• GIVEN EXERCISE: Turn the lines below into a JSON list of strings, with one string per line and blank lines skipped.

• DATA FOR THIS TASK:
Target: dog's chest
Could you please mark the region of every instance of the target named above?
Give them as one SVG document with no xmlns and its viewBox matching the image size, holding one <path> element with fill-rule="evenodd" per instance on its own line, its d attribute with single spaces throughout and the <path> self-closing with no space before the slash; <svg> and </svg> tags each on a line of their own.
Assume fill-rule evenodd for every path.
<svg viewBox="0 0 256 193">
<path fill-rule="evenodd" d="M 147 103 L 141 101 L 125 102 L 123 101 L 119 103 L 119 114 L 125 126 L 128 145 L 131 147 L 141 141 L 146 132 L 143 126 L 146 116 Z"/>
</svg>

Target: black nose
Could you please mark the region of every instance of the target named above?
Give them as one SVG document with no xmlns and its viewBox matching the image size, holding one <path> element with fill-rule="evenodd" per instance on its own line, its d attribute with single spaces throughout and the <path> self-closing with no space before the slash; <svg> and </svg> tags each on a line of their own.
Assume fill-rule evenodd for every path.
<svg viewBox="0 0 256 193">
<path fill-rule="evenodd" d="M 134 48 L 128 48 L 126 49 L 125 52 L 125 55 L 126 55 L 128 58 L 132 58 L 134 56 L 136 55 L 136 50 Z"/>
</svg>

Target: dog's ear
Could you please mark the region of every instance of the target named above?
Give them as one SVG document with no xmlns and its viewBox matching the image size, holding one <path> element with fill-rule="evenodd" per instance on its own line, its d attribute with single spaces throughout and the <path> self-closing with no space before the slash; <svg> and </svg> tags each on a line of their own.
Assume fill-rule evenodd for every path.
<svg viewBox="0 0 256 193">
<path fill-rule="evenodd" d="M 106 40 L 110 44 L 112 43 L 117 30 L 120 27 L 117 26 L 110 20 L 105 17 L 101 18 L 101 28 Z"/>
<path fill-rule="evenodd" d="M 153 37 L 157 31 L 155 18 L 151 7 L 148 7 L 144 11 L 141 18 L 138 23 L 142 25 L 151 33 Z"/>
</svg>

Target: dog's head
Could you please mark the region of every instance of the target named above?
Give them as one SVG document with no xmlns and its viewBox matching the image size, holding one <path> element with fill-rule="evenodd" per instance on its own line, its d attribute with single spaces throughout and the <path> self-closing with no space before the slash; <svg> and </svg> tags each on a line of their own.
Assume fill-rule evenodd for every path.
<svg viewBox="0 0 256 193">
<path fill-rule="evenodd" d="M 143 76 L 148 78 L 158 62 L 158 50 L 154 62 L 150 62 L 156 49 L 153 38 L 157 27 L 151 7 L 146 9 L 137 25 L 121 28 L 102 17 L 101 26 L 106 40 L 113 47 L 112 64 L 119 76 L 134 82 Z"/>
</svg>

• TASK SOLUTION:
[
  "Target: dog's chest",
  "Could you please mark the region of every instance of the target named above?",
  "Give them as one SVG document with no xmlns and its viewBox matching the image size, holding one <path> element with fill-rule=\"evenodd\" per instance on its own line, its d attribute with single spaces throughout and the <path> self-closing with no space before the slash; <svg> and </svg> tags each on a line of their own.",
  "Assume fill-rule evenodd for every path.",
  "<svg viewBox=\"0 0 256 193\">",
  "<path fill-rule=\"evenodd\" d=\"M 147 103 L 141 101 L 125 102 L 123 101 L 119 103 L 119 114 L 125 126 L 128 145 L 131 147 L 141 141 L 146 132 L 143 126 L 146 116 Z\"/>",
  "</svg>",
  "Target: black nose",
  "Could you please mark the region of every instance of the target named above?",
  "Give them as one SVG document with no xmlns and its viewBox matching the image size, holding one <path> element with fill-rule=\"evenodd\" per instance on its own line, its d attribute with single spaces throughout and the <path> self-closing with no space before the slash; <svg> and </svg> tags each on a line of their own.",
  "Assume fill-rule evenodd for every path.",
  "<svg viewBox=\"0 0 256 193\">",
  "<path fill-rule=\"evenodd\" d=\"M 134 48 L 128 48 L 126 49 L 125 52 L 125 55 L 126 55 L 128 58 L 132 58 L 134 56 L 136 55 L 136 50 Z\"/>",
  "</svg>",
  "Target: dog's ear",
  "Could you please mark the region of every instance of the target named above?",
  "Give them as one SVG document with no xmlns and its viewBox matching the image size, holding one <path> element with fill-rule=\"evenodd\" per instance on its own line, its d attribute with single spaces throughout and the <path> self-closing with no space before the slash; <svg> and </svg> tags each on a line of their own.",
  "Assume fill-rule evenodd for every path.",
  "<svg viewBox=\"0 0 256 193\">",
  "<path fill-rule=\"evenodd\" d=\"M 106 40 L 110 44 L 112 43 L 117 30 L 120 27 L 117 26 L 110 20 L 105 17 L 101 18 L 101 28 Z\"/>",
  "<path fill-rule=\"evenodd\" d=\"M 153 37 L 157 31 L 155 18 L 151 7 L 148 7 L 144 11 L 141 18 L 138 23 L 142 25 L 151 33 Z\"/>",
  "</svg>",
  "Target: dog's head",
  "Could you please mark the region of every instance of the target named above?",
  "Give them as one SVG document with no xmlns and its viewBox matching the image size, holding one <path> element with fill-rule=\"evenodd\" per instance on its own line, its d attribute with single spaces throughout and the <path> self-closing with no space before the slash; <svg> and </svg> tags each on a line of their own.",
  "Assume fill-rule evenodd for every path.",
  "<svg viewBox=\"0 0 256 193\">",
  "<path fill-rule=\"evenodd\" d=\"M 143 76 L 148 78 L 158 62 L 158 50 L 154 62 L 150 62 L 156 49 L 153 38 L 157 27 L 151 7 L 146 9 L 137 25 L 121 28 L 102 17 L 101 26 L 106 40 L 113 47 L 112 64 L 119 76 L 134 82 Z\"/>",
  "</svg>"
]